- TEXT SHOWN:

This approach seems reasonable to me, as does casting to free().  It's
not clear to me which is preferable in this case.  How to balance the
trade-offs between exposing const interfaces, limiting (internal)
interfaces to headers, and avoiding casts might be worth discussing
and documenting a matter of project coding style.  `grep -rF 'free(('`
lists about 100 casts to free, suggesting the discussion may be
worthwhile.  Introducing a free_const() macro could be another option
to consider.

>> +		tmp_original_cwd = NULL;
>> +		startup_info->original_cwd = strbuf_detach(&tmp, NULL);
>> +	} else {
>> +		trace_printf("realpath(cwd) failed: %s\n", strerror(errno));
> 
> It could also be helpful to include a trace2 output, since
> most modern tracing uses that mechanism:
> 
> 		trace2_data_string("setup", the_repository,
> 				   "realpath-path", tmp_original_cwd);
> 		trace2_data_string("setup", the_repository,
> 				   "realpath-failure", strerror(errno));
> 
> But this is also unlikely to be necessary. We can instruct
> a user to rerun their command with GIT_TRACE=1 if we see
> this error in the wild.

That's a great idea.  I hadn't realized the difference between the
trace_* and trace2_* APIs until investigating as a result of your
suggestion.  Trace2 seems preferable for many reasons.  I'll send an
updated patch shortly.

Thanks for the review and feedback Stolee!

Cheers,
Kevin
Elijah Newren May 24, 2022, 3:20 p.m. UTC | #3
On Tue, May 24, 2022 at 7:02 AM Kevin Locke <kevin@kevinlocke.name> wrote:
>
> On Mon, 2022-05-23 at 14:57 -0400, Derrick Stolee wrote:
> > On 5/21/22 9:53 AM, Kevin Locke wrote:
> > > +           free((char*)tmp_original_cwd);
> >
> > Hm. I'm never a fan of this casting, but it existed before. It's
> > because tmp_original_cwd is exposed globally in cache.h, which
> > is _really widely_. However, there are only two uses: setup.c,
> > which defines it, and common-main.c, which initializes it during
> > process startup.

Point annotation data
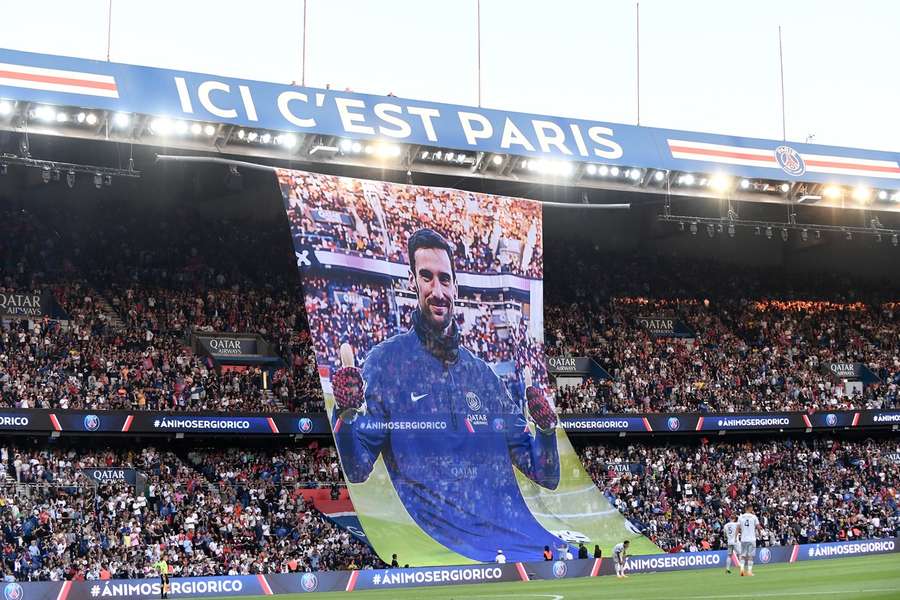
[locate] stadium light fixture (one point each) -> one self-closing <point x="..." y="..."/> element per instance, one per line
<point x="862" y="194"/>
<point x="832" y="192"/>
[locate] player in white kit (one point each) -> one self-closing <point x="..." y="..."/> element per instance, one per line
<point x="620" y="553"/>
<point x="747" y="526"/>
<point x="730" y="531"/>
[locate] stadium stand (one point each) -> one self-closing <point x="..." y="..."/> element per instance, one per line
<point x="207" y="512"/>
<point x="806" y="490"/>
<point x="762" y="342"/>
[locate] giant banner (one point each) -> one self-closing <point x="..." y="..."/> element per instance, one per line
<point x="426" y="312"/>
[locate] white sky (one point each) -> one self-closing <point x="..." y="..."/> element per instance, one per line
<point x="705" y="65"/>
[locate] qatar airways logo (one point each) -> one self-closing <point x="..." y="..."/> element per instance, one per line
<point x="790" y="160"/>
<point x="226" y="346"/>
<point x="24" y="305"/>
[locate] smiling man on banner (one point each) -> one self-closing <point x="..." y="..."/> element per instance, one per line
<point x="445" y="424"/>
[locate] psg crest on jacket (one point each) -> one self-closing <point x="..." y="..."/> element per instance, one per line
<point x="790" y="160"/>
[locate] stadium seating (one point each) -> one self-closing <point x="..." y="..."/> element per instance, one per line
<point x="805" y="491"/>
<point x="244" y="514"/>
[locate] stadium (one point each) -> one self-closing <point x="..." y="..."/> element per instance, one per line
<point x="261" y="339"/>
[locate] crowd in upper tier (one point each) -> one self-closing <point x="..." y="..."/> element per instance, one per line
<point x="803" y="491"/>
<point x="759" y="341"/>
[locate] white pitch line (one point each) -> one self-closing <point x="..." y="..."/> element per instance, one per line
<point x="781" y="594"/>
<point x="551" y="596"/>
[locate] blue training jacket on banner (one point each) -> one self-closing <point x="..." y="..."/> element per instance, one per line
<point x="454" y="474"/>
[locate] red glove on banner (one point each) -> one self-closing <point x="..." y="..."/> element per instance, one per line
<point x="349" y="388"/>
<point x="539" y="408"/>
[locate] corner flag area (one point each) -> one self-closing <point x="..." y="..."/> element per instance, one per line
<point x="867" y="578"/>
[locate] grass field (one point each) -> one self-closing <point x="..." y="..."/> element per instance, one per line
<point x="873" y="577"/>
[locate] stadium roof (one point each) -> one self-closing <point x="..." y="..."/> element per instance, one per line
<point x="206" y="114"/>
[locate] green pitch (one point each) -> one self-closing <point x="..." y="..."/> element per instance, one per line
<point x="871" y="578"/>
<point x="575" y="507"/>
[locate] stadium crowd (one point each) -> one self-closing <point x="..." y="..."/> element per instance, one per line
<point x="757" y="345"/>
<point x="760" y="342"/>
<point x="245" y="513"/>
<point x="804" y="491"/>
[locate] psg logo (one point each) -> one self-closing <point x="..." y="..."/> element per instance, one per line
<point x="790" y="160"/>
<point x="91" y="423"/>
<point x="13" y="591"/>
<point x="473" y="401"/>
<point x="309" y="582"/>
<point x="560" y="569"/>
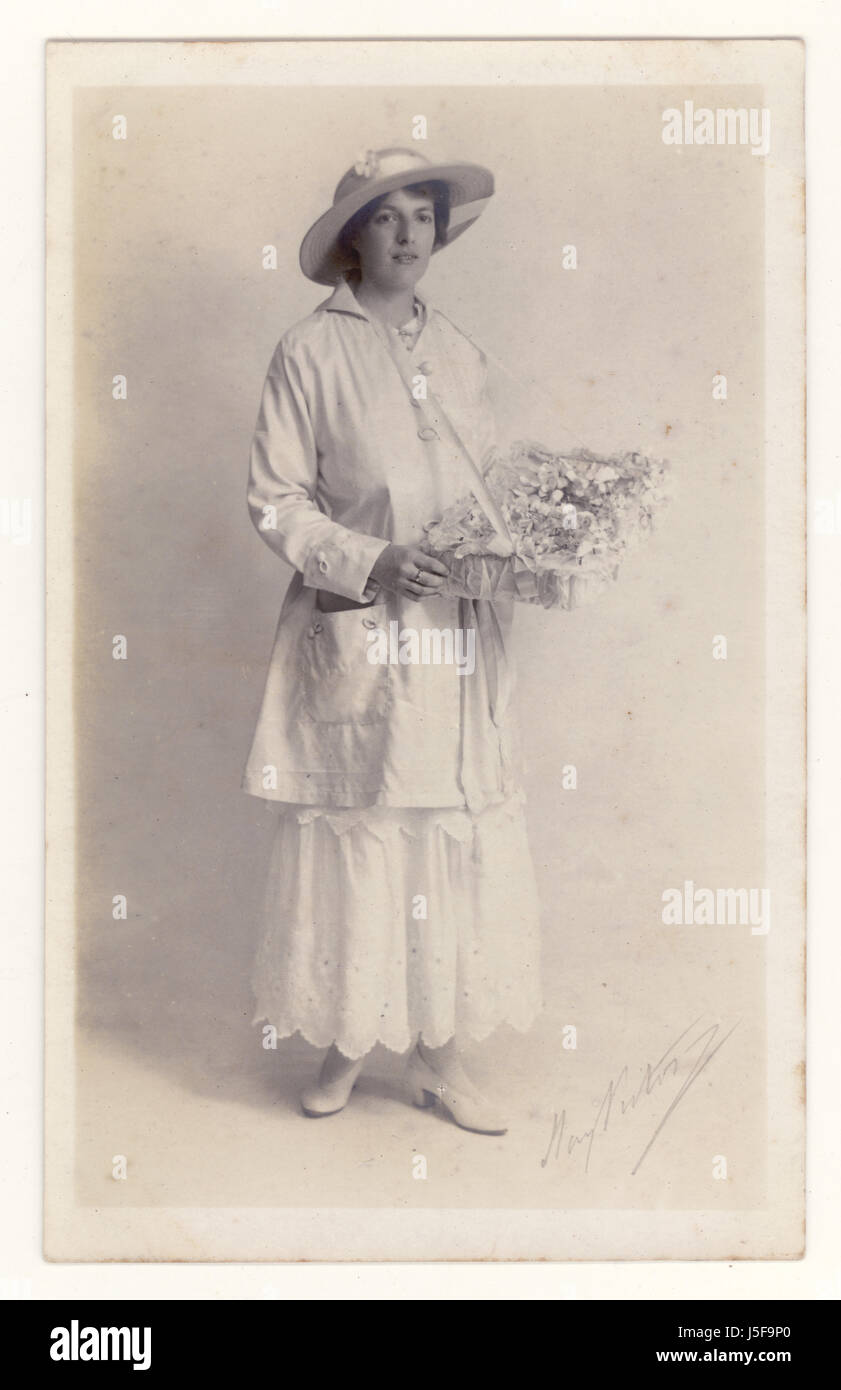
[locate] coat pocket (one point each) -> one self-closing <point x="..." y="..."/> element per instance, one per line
<point x="341" y="684"/>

- GOALS:
1. In the records, add 136 to every x and y coordinate in the answers, and write out all lines again, requests included, from the line with "[locate] green pitch" through the end of the records. Leave the pictures out.
2. Resume the mailing-list discussion about casting tmp_original_cwd in free() from where it stops.
The text and the records have nothing to do with each other.

- FINAL RESULTS:
1.
[locate] green pitch (one point each) -> one self-closing <point x="..." y="..."/> element per instance, one per line
<point x="1007" y="714"/>
<point x="711" y="643"/>
[locate] stadium crowd (one point each) -> one self-closing <point x="..." y="..."/> element per instance, one per line
<point x="893" y="481"/>
<point x="896" y="478"/>
<point x="381" y="649"/>
<point x="940" y="627"/>
[locate] psg logo (one point each) -> one self-closing <point x="..." y="..."/> element per instance, one per line
<point x="926" y="296"/>
<point x="227" y="559"/>
<point x="149" y="727"/>
<point x="609" y="537"/>
<point x="445" y="718"/>
<point x="696" y="705"/>
[locate] coat pocket (one point each) -> one self-closing <point x="..." y="..."/> element per instance, one per line
<point x="477" y="820"/>

2.
> >
> > The following diff could apply before your commit, removing this
> > use of "const char *", but maybe it doesn't fit normal Git
> > coding guidelines (putting the extern directly in a *.c file):
> >
> > --- >8 ---
> >
> > diff --git a/cache.h b/cache.h
> > index aaf334e2aa4..ce9cd6fa3f0 100644
> > --- a/cache.h
> > +++ b/cache.h
> > @@ -1797,7 +1797,6 @@ struct startup_info {
> >       const char *original_cwd;
> >  };
> >  extern struct startup_info *startup_info;
> > -extern const char *tmp_original_cwd;
> >
> >  /* merge.c */
> >  struct commit_list;
> > diff --git a/common-main.c b/common-main.c
> > index 29fb7452f8a..e472258b83b 100644
> > --- a/common-main.c
> > +++ b/common-main.c
> > @@ -23,6 +23,8 @@ static void restore_sigpipe_to_default(void)
> >       signal(SIGPIPE, SIG_DFL);
> >  }
> >
> > +extern char *tmp_original_cwd;
> > +
> >  int main(int argc, const char **argv)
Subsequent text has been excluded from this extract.